▶ **Task**: Line by line, return the listing exactly, without any of the images.

▶ **Data extract**:
* * *

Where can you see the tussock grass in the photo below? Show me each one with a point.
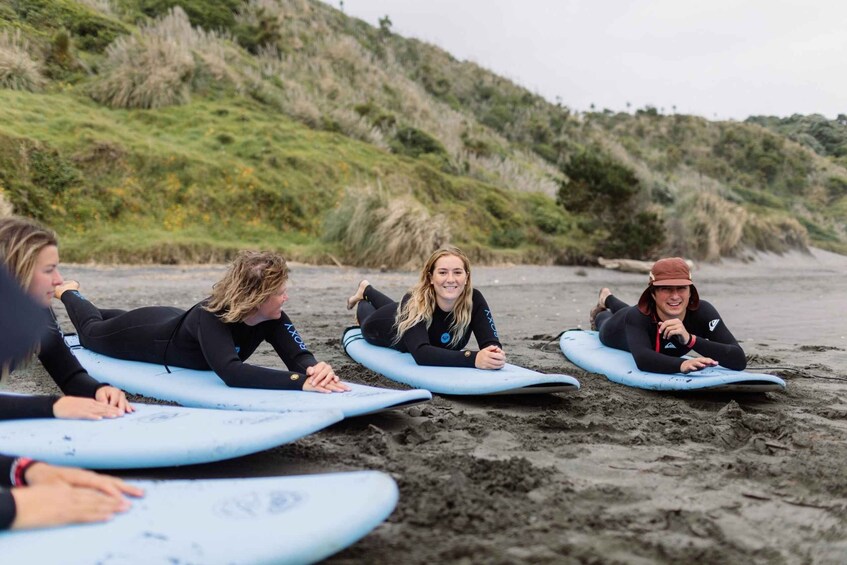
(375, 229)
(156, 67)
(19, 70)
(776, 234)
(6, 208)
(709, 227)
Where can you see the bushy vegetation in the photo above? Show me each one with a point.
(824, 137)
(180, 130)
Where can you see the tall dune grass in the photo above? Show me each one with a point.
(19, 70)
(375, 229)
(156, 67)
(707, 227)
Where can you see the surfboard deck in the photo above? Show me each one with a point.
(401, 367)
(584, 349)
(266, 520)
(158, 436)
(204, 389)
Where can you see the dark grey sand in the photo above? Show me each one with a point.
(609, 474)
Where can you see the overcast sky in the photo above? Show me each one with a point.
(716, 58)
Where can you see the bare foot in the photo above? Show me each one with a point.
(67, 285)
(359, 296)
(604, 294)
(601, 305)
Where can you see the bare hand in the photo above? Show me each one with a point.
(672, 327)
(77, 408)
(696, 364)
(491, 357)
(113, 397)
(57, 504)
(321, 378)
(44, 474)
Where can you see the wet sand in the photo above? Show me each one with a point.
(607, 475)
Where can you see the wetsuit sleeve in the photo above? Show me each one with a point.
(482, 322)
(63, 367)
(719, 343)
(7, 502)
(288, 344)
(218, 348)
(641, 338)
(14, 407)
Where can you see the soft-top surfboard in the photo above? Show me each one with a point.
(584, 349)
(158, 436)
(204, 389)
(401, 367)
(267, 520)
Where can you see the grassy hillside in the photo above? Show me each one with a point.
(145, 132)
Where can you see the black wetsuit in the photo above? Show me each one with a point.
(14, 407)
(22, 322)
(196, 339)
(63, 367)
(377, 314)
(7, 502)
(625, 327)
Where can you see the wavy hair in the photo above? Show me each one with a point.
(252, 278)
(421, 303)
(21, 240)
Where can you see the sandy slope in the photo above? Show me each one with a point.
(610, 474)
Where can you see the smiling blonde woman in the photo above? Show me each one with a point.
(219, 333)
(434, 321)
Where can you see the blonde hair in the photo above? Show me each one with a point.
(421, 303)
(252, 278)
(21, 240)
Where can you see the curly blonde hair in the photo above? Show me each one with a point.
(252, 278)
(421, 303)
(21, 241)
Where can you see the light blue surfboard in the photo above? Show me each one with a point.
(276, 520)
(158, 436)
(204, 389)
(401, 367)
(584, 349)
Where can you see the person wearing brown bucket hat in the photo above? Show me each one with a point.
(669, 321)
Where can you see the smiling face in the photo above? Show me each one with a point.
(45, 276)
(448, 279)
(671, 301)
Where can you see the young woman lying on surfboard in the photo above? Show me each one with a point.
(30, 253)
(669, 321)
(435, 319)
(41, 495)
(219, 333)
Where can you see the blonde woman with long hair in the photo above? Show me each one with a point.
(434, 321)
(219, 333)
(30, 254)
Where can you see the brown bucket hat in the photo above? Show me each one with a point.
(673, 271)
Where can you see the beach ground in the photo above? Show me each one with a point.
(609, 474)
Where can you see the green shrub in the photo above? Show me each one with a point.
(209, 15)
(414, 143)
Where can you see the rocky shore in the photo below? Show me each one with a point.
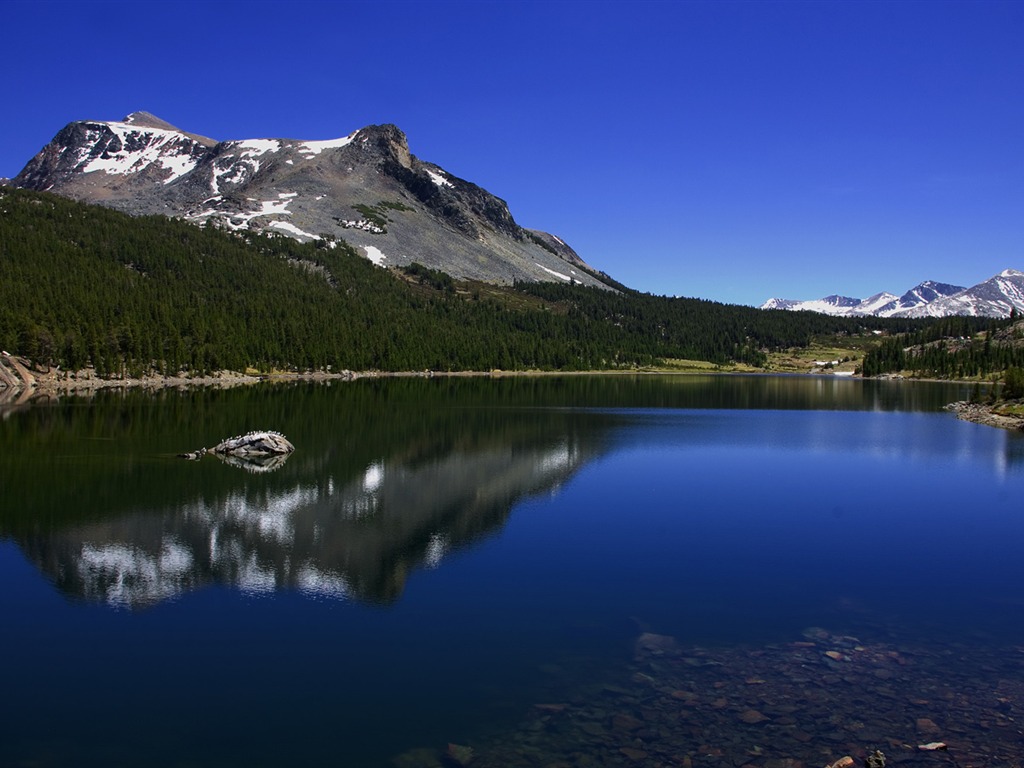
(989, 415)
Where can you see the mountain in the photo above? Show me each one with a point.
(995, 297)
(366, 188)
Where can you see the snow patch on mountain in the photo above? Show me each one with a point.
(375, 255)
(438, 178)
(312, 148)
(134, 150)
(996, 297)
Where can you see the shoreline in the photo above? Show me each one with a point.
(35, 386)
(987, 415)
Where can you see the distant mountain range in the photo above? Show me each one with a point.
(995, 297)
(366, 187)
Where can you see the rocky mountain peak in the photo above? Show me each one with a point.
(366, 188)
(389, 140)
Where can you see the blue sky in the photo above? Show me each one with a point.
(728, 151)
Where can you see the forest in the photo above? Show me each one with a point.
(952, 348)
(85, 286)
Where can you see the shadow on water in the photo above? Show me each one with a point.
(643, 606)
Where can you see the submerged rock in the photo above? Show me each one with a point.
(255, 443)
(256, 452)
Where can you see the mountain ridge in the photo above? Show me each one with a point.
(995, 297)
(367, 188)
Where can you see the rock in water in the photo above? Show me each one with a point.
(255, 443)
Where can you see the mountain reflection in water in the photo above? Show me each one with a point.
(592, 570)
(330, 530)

* * *

▶ **Your response**:
Where can you see the tussock grass in the photo below? Show me each one with a point.
(375, 229)
(156, 67)
(19, 70)
(776, 234)
(6, 208)
(709, 227)
Where can you see the bushy vegetation in the photo above? Show me each one with a point.
(824, 137)
(180, 130)
Where can you see the tall dune grass in the photo above? Show me each one with a point.
(19, 70)
(375, 229)
(156, 67)
(707, 227)
Where can you see the surfboard deck in the photo above? Show me each one with a point.
(401, 367)
(584, 349)
(266, 520)
(158, 436)
(204, 389)
Where can you see the dark grey sand in the photo above? Show me each one with a point.
(609, 474)
Where can you see the overcast sky in the photo above? Show me each one with a point.
(716, 58)
Where can you see the bare foot in the photo above? Show me each one with a point.
(67, 285)
(359, 296)
(604, 294)
(601, 305)
Where can you see the bare hand in the photo above? Show me each one with a point.
(672, 327)
(77, 408)
(696, 364)
(491, 357)
(113, 397)
(57, 504)
(321, 378)
(44, 474)
Where can you see the wet sand in the photo above? Show me each one with a point.
(607, 475)
Where can you see the wetsuit sleeve in the photo above? Show me each one with a point.
(482, 322)
(63, 367)
(719, 343)
(7, 502)
(288, 344)
(218, 348)
(641, 338)
(14, 407)
Where can you see the soft-top surfboard in the photo above? Show me each one with a point.
(584, 349)
(158, 436)
(204, 389)
(401, 367)
(267, 520)
Where can you see the grassy hillside in the photo above? Show me each one with a point.
(145, 132)
Where can you see the black wetsuit in the photo above? Show me each one with a point.
(14, 407)
(22, 322)
(196, 339)
(63, 367)
(377, 314)
(7, 502)
(625, 327)
Where can you see the wavy hair in the photo above? Show me each one with a point.
(252, 278)
(421, 303)
(21, 240)
Where can you see the sandy slope in the photo above? Show me each one with a point.
(610, 474)
Where can you see the smiling blonde woman in the photo above? Show me each one with a point.
(219, 333)
(434, 321)
Where can you see the blonde hair in the photo above? Show me each one with a point.
(421, 303)
(252, 278)
(21, 240)
Where can you see the curly blonde hair in the photo above? Show me each one with a point.
(252, 278)
(421, 303)
(21, 241)
Where can you see the light blue surfboard in the photo above? Show me each one with a point.
(276, 520)
(158, 436)
(204, 389)
(401, 367)
(584, 349)
Where can you see the person wearing brown bucket hat in the photo above? Show me each one with a point.
(669, 321)
Where can you see the smiling face in the photo above? Show me each one with a point.
(45, 276)
(448, 279)
(671, 301)
Where can you see the young woman lying on surfboard in the photo above? Show me each one with a point.
(30, 253)
(669, 321)
(435, 319)
(41, 495)
(219, 333)
Where can you see the blonde woman with long hair in the photo above? Show me each one with a point.
(434, 321)
(219, 333)
(30, 254)
Where can you see the brown bucket hat in the photo above? Show me each one with a point.
(673, 271)
Where can you see the beach ground in the photo above? Show me each one with a point.
(609, 474)
Where can you see the green shrub in the photo above? Show me each one with a point.
(209, 15)
(414, 143)
Where can you see the rocky shore in the photo below? Show me each one with a point.
(989, 415)
Where can you see the mountain in the photo above? Show me each one with a point.
(995, 297)
(366, 188)
Where can you see the snow patch on mountain in the photo above? Show me each one with a point.
(375, 255)
(438, 178)
(312, 148)
(134, 150)
(996, 297)
Where can you see the shoreline in the photo above? Show me each one with a point.
(35, 386)
(987, 415)
Where can you see the distant mountain range in the photo above? Show me each one with a point.
(995, 297)
(366, 187)
Where can you see the rocky mountain peak in the photo above? Show me each one with a point.
(366, 188)
(389, 140)
Where can you see the blue sky in the photo above? Show me each one with a point.
(728, 151)
Where can you see the forest in the photo above? Show me each one with a point.
(952, 348)
(85, 286)
Where can you see the shadow on water in the photo above? Show me each one with a point.
(643, 606)
Where can you see the submerged rock in the photo above? Show me each one with a point.
(255, 443)
(256, 452)
Where can you see the mountain ridge in the photo above? Show me each one with a point.
(995, 297)
(367, 188)
Where can you see the rock in water in the photo above? Show me each one with a point.
(255, 443)
Where can you see the mountain reflection in water in the photo above? Show me each one with a point.
(592, 570)
(330, 530)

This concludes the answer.